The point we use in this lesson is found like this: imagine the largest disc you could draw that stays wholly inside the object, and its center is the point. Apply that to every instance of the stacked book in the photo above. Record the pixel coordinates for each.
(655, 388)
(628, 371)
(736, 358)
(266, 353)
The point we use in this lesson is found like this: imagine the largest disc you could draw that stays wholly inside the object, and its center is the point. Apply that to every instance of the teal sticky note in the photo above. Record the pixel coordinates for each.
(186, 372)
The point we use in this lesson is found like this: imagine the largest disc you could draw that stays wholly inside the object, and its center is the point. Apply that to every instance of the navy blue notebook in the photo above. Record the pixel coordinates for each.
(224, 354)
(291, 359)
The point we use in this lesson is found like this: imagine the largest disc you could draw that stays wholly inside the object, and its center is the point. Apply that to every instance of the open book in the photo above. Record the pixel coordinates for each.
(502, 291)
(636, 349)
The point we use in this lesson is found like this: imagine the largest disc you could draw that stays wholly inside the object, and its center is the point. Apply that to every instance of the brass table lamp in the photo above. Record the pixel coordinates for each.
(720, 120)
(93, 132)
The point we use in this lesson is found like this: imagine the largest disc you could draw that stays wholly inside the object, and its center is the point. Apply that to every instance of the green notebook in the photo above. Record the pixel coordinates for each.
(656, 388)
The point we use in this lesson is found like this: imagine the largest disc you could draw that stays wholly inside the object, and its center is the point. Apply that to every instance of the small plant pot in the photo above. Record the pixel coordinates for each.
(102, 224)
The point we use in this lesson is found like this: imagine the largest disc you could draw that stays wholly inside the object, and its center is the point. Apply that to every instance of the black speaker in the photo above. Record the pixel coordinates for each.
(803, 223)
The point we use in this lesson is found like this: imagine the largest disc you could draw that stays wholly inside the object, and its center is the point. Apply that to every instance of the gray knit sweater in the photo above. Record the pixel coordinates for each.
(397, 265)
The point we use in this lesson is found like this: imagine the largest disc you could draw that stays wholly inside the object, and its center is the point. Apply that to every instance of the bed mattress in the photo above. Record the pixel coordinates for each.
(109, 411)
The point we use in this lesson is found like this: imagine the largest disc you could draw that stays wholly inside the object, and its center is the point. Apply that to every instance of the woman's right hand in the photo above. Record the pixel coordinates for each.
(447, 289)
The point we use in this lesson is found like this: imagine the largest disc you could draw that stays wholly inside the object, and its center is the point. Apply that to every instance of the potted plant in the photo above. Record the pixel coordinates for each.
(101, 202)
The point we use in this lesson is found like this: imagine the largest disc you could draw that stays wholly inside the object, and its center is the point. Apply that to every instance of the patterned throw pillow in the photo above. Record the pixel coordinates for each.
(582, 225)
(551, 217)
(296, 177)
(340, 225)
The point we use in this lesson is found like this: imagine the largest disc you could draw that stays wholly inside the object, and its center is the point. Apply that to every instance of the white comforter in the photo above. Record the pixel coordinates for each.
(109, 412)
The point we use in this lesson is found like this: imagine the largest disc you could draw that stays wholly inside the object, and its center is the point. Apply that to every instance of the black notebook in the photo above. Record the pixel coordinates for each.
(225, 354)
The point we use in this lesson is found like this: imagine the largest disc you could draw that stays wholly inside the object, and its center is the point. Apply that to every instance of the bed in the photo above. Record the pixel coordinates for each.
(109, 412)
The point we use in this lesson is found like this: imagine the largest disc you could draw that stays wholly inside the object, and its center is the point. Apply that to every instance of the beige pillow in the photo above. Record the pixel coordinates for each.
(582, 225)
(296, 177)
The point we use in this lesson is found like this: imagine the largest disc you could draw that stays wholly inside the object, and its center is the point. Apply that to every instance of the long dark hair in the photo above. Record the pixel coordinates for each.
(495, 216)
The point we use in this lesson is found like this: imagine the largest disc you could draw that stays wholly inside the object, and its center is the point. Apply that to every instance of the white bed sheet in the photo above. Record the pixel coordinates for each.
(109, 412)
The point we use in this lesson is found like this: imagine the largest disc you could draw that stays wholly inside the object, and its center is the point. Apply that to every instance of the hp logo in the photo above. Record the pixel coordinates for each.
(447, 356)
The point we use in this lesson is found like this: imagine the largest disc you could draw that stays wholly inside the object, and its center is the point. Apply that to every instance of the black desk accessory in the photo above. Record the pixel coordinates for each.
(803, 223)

******************************

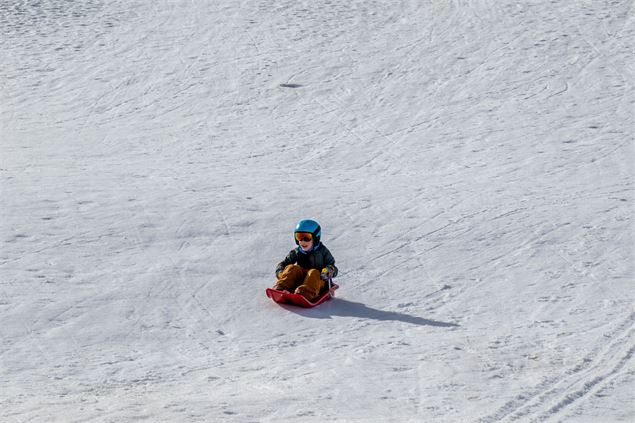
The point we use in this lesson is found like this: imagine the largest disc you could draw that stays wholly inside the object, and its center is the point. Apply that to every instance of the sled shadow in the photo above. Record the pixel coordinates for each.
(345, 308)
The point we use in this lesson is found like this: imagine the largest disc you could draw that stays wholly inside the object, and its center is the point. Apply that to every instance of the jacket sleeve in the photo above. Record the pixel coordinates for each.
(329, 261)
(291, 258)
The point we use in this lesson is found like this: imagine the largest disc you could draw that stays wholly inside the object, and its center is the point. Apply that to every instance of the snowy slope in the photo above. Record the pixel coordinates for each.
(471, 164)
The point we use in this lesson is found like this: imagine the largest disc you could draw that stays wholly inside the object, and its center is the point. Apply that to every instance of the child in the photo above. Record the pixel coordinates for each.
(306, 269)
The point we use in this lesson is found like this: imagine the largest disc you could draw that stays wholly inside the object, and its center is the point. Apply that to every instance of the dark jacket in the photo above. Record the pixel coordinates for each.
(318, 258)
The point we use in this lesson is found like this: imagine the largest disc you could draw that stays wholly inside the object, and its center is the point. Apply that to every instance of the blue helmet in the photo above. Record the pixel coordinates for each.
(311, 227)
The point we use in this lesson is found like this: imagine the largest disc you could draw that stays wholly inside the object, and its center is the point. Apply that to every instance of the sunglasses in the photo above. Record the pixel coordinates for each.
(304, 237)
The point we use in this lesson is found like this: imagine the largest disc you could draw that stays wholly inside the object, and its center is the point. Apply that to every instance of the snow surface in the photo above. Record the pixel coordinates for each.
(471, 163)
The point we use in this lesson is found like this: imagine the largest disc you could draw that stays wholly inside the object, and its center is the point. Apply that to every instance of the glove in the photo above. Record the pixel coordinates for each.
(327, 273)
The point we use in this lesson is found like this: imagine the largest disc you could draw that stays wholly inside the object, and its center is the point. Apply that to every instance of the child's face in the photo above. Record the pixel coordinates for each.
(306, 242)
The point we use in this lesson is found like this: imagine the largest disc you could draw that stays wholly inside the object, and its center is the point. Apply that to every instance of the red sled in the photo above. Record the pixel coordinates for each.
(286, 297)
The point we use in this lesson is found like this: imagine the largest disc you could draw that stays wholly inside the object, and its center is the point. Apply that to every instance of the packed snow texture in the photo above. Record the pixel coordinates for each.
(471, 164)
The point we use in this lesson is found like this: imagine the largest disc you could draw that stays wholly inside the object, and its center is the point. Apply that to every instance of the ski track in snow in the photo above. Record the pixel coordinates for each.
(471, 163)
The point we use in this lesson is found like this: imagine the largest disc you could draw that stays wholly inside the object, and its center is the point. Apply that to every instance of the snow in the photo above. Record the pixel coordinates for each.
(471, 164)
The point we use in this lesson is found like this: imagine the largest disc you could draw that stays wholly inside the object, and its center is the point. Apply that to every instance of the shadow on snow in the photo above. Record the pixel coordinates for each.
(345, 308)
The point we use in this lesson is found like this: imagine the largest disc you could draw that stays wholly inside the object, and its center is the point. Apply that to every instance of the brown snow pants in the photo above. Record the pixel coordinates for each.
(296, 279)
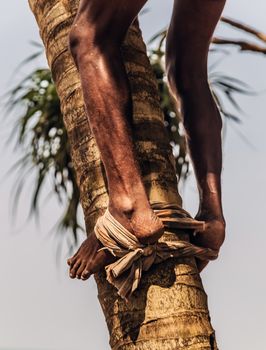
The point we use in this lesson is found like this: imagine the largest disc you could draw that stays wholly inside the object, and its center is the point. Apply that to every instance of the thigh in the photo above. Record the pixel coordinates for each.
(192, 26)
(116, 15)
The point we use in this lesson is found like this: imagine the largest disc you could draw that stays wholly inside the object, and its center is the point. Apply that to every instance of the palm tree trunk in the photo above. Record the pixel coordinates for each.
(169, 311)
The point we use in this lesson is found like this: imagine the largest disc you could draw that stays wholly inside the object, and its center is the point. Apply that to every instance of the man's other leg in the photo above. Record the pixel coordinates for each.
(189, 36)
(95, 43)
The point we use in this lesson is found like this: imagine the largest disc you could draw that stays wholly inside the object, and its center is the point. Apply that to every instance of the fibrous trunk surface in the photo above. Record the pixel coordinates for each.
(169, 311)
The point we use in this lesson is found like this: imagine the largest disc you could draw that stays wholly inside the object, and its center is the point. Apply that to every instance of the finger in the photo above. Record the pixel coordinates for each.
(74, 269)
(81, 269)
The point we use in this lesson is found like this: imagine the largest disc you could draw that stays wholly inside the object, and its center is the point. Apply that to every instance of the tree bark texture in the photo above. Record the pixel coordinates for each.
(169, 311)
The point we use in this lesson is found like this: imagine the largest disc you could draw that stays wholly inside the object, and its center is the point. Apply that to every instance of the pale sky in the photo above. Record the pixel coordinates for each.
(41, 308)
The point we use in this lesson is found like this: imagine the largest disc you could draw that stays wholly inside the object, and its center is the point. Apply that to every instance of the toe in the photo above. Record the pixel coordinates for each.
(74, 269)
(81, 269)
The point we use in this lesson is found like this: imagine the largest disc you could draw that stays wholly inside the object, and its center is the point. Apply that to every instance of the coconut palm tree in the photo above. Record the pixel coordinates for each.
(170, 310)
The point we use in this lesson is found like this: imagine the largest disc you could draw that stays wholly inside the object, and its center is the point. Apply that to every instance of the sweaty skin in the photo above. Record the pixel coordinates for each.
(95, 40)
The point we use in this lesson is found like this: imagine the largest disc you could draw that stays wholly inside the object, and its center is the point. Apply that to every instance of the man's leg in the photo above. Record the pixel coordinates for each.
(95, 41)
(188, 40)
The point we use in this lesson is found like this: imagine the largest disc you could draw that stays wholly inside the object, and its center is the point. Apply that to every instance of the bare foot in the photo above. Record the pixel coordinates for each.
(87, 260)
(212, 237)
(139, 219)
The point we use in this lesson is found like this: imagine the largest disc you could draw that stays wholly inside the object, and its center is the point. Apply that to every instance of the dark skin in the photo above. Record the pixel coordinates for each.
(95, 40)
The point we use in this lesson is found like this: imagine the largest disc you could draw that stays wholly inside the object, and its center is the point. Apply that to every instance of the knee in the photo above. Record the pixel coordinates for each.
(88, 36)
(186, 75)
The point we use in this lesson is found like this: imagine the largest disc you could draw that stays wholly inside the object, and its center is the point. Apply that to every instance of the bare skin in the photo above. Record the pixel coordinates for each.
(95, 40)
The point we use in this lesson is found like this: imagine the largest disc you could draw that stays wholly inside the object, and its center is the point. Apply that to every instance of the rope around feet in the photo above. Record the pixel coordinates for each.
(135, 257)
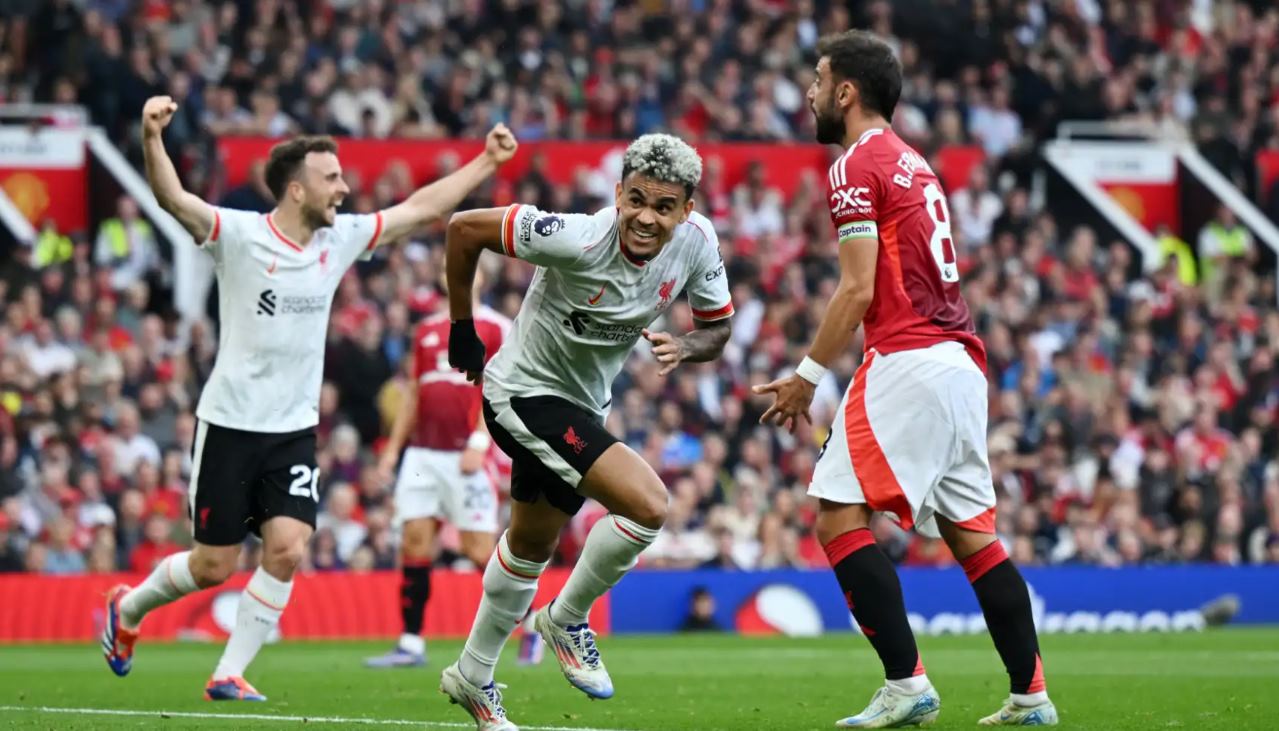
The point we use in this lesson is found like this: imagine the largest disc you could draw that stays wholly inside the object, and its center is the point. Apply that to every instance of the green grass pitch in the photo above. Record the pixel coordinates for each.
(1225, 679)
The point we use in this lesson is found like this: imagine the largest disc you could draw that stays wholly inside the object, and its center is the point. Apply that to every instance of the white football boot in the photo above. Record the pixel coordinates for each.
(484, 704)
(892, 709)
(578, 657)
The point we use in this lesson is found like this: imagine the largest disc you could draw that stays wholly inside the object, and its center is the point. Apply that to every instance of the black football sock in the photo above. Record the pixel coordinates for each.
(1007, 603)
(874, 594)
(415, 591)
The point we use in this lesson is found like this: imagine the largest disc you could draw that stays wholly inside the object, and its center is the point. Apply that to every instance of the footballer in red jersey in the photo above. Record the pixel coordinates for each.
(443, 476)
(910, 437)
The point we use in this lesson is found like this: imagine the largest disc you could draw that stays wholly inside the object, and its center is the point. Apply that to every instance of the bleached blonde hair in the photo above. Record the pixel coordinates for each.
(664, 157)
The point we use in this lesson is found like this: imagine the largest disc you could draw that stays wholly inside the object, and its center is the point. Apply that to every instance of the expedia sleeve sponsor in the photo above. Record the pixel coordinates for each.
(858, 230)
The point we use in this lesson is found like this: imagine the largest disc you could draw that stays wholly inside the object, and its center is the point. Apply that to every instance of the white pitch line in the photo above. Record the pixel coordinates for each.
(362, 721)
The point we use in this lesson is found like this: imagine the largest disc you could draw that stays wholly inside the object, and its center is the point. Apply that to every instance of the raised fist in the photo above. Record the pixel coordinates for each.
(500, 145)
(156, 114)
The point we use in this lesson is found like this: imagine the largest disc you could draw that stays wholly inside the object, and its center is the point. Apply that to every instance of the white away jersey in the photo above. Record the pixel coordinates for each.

******************************

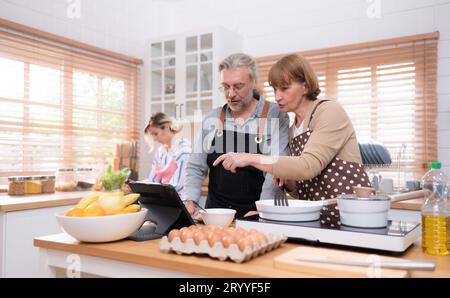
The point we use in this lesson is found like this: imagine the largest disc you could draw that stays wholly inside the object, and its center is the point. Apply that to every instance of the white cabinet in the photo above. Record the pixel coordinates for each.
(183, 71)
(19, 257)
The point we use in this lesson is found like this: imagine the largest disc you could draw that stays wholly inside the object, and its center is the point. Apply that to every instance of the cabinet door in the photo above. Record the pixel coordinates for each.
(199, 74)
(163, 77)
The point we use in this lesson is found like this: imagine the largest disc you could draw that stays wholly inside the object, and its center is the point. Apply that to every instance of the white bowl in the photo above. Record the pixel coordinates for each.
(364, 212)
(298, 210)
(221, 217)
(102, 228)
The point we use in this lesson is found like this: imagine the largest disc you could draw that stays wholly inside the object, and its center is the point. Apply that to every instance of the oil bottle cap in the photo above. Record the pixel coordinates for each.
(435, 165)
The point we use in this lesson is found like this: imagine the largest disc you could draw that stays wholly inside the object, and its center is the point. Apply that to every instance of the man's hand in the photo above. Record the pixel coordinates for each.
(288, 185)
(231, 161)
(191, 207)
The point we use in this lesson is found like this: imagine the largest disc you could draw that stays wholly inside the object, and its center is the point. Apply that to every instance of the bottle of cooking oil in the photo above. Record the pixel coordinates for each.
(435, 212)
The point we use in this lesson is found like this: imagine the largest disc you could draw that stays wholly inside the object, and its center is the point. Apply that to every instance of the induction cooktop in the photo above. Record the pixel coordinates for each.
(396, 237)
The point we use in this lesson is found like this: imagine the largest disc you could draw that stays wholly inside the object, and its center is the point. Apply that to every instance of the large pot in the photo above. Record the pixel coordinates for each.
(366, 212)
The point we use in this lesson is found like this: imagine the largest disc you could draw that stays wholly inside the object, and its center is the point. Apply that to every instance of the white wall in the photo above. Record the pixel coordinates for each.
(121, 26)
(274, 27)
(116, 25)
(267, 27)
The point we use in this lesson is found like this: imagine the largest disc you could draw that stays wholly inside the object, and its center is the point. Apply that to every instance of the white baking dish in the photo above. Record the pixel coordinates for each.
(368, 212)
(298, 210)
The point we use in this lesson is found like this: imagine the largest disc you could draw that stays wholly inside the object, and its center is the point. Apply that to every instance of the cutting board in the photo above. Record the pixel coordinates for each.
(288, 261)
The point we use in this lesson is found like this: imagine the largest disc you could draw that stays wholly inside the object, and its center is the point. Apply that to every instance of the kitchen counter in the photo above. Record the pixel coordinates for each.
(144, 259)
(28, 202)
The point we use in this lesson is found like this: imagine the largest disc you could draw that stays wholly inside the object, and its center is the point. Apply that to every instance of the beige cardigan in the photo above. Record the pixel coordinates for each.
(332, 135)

******************************

• DO THIS:
Extract each line of the material above that contains the string "jersey", copying every such line in full. Matching is case-sensitive.

• EXERCISE RESPONSE:
The point we use in this lesson is found like this: imagine the largest disc you could draw that stays wholly inside the object, and its center is the point. Apply that to every instance of the footballer in red jersey in the photo above. Record the pixel coordinates for each.
The point we use in this lesson is found like this: imagine the largest disc you could draw that stays wholly inside the object, and its center is the point. Apply that to every instance of the white away jersey in the photo above. Record the pixel coordinates for each.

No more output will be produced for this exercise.